As already mentioned in the "Instance Manager" section when explaining the switchover process, the .spec.switchoverDelay option affects the RPO and RTO of your PostgreSQL database. Setting it to a low value, might favor RTO over RPO but lead to data loss at cluster level and/or backup level. On the contrary, setting it to a high value, might remove the risk of data loss while leaving the cluster without an active primary for a longer time during the switchover.

Delayed failover

As anticipated above, the .spec.failoverDelay option allows you to delay the start of the failover procedure by a number of seconds after the primary has been detected to be unhealthy. By default, this setting is set to 0, triggering the failover procedure immediately.

Sometimes failing over to a new primary can be more disruptive than waiting for the primary to come back online. This is especially true of network disruptions where multiple tiers are affected (i.e., downstream logical subscribers) or when the time to perform the failover is longer than the expected outage.

Enabling a new configuration option to delay failover provides a mechanism to prevent premature failover for short-lived network or node instability.

Detection of node-level failures

When the node hosting the primary becomes unreachable (for example, due to a kubelet crash or a network partition between the node and the Kubernetes API server), the operator relies on the pod's Ready condition to decide that the primary is no longer serviceable. While the node is healthy the kubelet keeps that condition up to date from the readiness probe; once the node stops reporting, the Kubernetes node lifecycle controller is the one that flips the condition to False as soon as it declares the node Unknown.

With stock kube-controller-manager settings, the transition is governed by --node-monitor-grace-period (default 40s on Kubernetes 1.29-1.31, raised to 50s in 1.32 and later): after that window the controller marks the node Unknown and, in the same monitoring pass, issues a patch per pod on that node to flip the Ready condition. In practice the operator observes the primary as unready about 40 to 55 seconds after the node becomes unreachable (the grace period plus up to one --node-monitor-period poll, default 5s). Managed Kubernetes distributions (GKE, EKS, AKS) may tune these values; consult the provider's documentation if the observed timing does not match. After that, the failover procedure starts (further gated by .spec.failoverDelay).

The Ready condition flip is not subject to the rate limiters that throttle pod eviction during partial-zonal or large-cluster disruptions (--node-eviction-rate, --secondary-node-eviction-rate, --unhealthy-zone-threshold). The operator reacts to the condition flip as soon as the controller emits the patch, regardless of the zone or cluster-wide health state.

Pod eviction (actual deletion from the unreachable node) is a separate mechanism, driven by tolerationSeconds on the node.kubernetes.io/unreachable NoExecute taint (300s by default). That timer does not hold up the operator's failover decision; EDB Postgres® AI for CloudNativePG™ Cluster promotes a new primary as soon as the Ready condition flips. By that point the kubelet on the isolated node has already stopped the old PostgreSQL container locally: with the default .spec.probes.liveness.isolationCheck.enabled: true, the instance manager fails its own liveness probe once it can reach neither the API server nor the rest of the cluster, and the kubelet kills the container within approximately three probe periods (~30s). Full high availability (recreation of the old primary on a healthy node by the operator) is still gated on the taint-based eviction actually deleting the pod.

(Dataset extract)
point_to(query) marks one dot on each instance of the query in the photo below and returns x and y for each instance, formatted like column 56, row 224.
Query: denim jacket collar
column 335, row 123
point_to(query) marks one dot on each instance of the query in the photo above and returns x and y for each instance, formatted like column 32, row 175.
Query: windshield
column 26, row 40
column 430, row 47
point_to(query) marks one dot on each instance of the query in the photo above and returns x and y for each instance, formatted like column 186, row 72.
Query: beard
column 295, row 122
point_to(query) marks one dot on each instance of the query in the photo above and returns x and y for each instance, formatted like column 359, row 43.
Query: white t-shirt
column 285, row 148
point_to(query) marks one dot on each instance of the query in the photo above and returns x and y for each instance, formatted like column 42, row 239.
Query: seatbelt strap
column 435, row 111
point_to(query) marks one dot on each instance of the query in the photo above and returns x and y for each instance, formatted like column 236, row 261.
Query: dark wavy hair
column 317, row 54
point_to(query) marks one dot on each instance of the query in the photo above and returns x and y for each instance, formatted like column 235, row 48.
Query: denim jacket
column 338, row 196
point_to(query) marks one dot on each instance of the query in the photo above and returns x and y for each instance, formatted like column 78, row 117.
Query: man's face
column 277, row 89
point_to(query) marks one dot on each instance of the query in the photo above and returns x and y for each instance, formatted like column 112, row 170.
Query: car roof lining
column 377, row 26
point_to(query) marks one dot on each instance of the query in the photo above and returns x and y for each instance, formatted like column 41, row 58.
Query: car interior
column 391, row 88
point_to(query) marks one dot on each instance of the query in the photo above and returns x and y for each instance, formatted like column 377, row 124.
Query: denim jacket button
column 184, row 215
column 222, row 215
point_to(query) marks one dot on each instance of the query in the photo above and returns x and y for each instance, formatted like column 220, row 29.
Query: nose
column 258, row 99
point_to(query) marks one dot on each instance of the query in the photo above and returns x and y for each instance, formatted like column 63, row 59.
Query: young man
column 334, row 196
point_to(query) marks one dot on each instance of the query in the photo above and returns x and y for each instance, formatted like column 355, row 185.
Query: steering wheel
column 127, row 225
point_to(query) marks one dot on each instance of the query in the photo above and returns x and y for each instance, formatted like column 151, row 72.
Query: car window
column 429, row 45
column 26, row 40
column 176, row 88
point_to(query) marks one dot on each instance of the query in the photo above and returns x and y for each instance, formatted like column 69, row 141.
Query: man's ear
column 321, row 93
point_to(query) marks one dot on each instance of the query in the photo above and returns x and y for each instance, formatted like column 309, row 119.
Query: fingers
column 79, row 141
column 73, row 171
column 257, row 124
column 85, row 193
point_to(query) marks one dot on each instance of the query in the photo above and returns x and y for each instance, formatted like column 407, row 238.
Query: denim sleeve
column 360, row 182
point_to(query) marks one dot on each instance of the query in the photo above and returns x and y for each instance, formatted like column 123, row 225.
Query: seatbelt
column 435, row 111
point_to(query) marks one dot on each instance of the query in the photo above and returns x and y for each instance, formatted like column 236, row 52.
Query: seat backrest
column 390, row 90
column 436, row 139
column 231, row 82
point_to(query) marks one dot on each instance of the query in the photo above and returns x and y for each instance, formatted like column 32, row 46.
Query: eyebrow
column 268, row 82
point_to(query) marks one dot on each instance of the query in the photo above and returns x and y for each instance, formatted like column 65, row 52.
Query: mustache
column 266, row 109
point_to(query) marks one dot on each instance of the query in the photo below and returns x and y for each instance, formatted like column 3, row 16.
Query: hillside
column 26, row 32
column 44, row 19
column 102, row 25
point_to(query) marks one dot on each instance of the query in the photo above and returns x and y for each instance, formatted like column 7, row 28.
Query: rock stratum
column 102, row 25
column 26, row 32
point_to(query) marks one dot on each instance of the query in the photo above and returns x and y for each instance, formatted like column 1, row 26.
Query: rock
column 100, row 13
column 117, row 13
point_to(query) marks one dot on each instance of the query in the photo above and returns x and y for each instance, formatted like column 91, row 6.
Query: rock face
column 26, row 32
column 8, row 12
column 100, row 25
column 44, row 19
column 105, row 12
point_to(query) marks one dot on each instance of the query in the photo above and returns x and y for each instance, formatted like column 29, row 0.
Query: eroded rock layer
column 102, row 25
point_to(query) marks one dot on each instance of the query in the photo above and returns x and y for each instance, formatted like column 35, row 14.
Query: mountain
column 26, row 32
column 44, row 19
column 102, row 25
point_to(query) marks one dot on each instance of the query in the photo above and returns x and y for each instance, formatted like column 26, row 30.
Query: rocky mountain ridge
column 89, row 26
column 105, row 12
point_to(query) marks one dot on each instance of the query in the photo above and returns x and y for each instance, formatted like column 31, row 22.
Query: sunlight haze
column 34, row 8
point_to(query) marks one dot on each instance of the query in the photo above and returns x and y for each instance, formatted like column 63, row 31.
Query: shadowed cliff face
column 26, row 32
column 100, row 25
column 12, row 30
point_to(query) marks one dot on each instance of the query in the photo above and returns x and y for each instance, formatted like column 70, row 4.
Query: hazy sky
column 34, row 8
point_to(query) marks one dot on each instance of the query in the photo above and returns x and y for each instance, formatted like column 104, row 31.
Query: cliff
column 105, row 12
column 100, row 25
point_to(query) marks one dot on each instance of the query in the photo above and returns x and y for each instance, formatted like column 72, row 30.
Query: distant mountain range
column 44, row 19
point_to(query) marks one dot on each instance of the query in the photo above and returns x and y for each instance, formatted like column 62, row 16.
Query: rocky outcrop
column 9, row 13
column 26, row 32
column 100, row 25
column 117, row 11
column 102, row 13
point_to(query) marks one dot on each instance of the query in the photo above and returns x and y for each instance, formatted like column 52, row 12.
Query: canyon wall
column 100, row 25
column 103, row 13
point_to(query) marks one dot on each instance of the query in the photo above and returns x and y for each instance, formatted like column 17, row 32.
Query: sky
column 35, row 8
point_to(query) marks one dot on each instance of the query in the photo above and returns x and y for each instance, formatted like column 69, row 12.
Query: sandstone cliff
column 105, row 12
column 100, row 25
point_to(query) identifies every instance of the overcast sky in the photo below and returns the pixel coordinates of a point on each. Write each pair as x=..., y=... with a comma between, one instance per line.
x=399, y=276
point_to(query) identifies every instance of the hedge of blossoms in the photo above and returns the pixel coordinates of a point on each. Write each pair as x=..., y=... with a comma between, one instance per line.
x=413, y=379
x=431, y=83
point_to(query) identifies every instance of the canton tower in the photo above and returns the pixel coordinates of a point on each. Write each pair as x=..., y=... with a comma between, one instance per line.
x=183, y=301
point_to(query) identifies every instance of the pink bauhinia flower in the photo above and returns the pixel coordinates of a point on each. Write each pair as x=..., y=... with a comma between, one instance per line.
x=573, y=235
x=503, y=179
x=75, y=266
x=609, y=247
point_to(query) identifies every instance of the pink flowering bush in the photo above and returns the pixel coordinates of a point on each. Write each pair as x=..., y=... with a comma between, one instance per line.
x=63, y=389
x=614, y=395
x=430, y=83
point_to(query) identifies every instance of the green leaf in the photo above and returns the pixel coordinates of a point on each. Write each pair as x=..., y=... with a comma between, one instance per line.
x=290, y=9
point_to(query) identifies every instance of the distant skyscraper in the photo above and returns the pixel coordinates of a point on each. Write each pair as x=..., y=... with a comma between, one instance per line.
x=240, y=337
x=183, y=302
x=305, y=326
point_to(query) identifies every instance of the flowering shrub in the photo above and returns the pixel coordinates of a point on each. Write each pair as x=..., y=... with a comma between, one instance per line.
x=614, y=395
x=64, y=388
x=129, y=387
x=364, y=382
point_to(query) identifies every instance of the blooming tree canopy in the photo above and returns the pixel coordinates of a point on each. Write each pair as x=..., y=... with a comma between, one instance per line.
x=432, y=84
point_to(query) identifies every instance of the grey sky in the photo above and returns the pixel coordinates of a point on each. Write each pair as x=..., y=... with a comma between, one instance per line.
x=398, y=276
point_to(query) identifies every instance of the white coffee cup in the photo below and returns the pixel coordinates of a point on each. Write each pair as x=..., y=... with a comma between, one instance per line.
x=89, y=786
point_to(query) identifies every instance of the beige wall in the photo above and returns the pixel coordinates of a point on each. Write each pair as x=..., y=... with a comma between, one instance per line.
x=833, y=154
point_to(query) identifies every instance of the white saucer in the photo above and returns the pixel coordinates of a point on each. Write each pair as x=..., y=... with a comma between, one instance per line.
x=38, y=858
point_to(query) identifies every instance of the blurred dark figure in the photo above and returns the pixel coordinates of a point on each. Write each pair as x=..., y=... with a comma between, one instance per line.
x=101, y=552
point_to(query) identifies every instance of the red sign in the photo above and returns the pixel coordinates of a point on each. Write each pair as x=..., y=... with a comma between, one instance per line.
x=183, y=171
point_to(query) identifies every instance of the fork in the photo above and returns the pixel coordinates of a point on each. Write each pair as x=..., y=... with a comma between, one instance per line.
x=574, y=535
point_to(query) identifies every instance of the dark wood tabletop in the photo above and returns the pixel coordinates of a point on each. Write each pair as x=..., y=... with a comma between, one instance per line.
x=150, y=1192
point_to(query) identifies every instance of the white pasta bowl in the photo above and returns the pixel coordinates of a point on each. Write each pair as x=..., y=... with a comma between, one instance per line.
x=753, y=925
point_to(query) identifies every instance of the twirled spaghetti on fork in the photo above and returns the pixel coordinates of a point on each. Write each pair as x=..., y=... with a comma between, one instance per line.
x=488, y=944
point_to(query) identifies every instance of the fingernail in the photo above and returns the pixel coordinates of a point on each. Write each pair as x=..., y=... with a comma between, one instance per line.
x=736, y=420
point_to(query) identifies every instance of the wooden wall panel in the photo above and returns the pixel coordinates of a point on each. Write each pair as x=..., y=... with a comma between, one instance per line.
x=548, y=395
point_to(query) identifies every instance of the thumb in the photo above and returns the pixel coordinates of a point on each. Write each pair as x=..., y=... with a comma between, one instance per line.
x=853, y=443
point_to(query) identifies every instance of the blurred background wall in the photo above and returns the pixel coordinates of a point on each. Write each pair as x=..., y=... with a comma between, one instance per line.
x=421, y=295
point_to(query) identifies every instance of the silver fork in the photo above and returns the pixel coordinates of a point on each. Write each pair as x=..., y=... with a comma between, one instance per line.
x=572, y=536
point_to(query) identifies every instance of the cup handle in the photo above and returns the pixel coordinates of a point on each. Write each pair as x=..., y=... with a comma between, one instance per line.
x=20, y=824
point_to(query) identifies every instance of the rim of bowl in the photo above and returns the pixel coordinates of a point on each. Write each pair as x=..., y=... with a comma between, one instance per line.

## SET TASKS
A: Identify each line of the records containing the string "below" and copy those lines.
B: Go on with the failover passage, starting right after its last sentence.
The failover passage and the records are independent material.

## OUTPUTS FOR THE TASKS
A:
point_to(query) marks one dot on each instance of the query in the photo below and returns x and y for each instance, formatted like column 56, row 224.
point_to(query) marks one dot on each instance of the query in the photo below and returns x and y for each instance, formatted like column 3, row 16.
point_to(query) identifies every instance of the overcast sky in the photo below and returns the pixel coordinates of a point on each. Write each pair as x=..., y=... with a comma between, one instance per line.
point_to(query) identifies every instance of the white coffee cup in the photo below and returns the pixel coordinates of a point on each. Write each pair as x=..., y=... with a comma between, one instance per line.

B:
Failover Quorum (Quorum-based Failover)

Failover quorum is a mechanism that enhances data durability and safety during failover events in EDB Postgres® AI for CloudNativePG™ Cluster-managed PostgreSQL clusters.

Quorum-based failover allows the controller to determine whether to promote a replica to primary based on the state of a quorum of replicas. This is useful when stronger data durability is required than the one offered by synchronous replication and default automated failover procedures.

When synchronous replication is not enabled, some data loss is expected and accepted during failover, as a replica may lag behind the primary when promoted.

With synchronous replication enabled, the guarantee is that the application will not receive explicit acknowledgment of the successful commit of a transaction until the WAL data is known to be safely received by all required synchronous standbys. This is not enough to guarantee that the operator is able to promote the most advanced replica.

For example, in a three-node cluster with synchronous replication set to ANY 1 (...), data is written to the primary and one standby before a commit is acknowledged. If both the primary and the aligned standby become unavailable (such as during a network partition), the remaining replica may not have the latest data. Promoting it could lose some data that the application considered committed.

Quorum-based failover addresses this risk by ensuring that failover only occurs if the operator can confirm the presence of all synchronously committed data in the instance to promote, and it does not occur otherwise.

This feature allows users to choose their preferred trade-off between data durability and data availability.

Failover quorum can be enabled by setting the .spec.postgresql.synchronous.failoverQuorum field to true:

apiVersion: postgresql.k8s.enterprisedb.io/v1
kind: Cluster
metadata:
  name: cluster-example
spec:
  instances: 3

  postgresql:
    synchronous:
      method: any
      number: 1
      failoverQuorum: true

  storage:
    size: 1Gi

For backward compatibility, the legacy annotation alpha.k8s.enterprisedb.io/failoverQuorum is still supported by the admission webhook and takes precedence over the Cluster spec option:

If the annotation evaluates to "true" and a synchronous replication stanza is present, the webhook automatically sets .spec.postgresql.synchronous.failoverQuorum to true.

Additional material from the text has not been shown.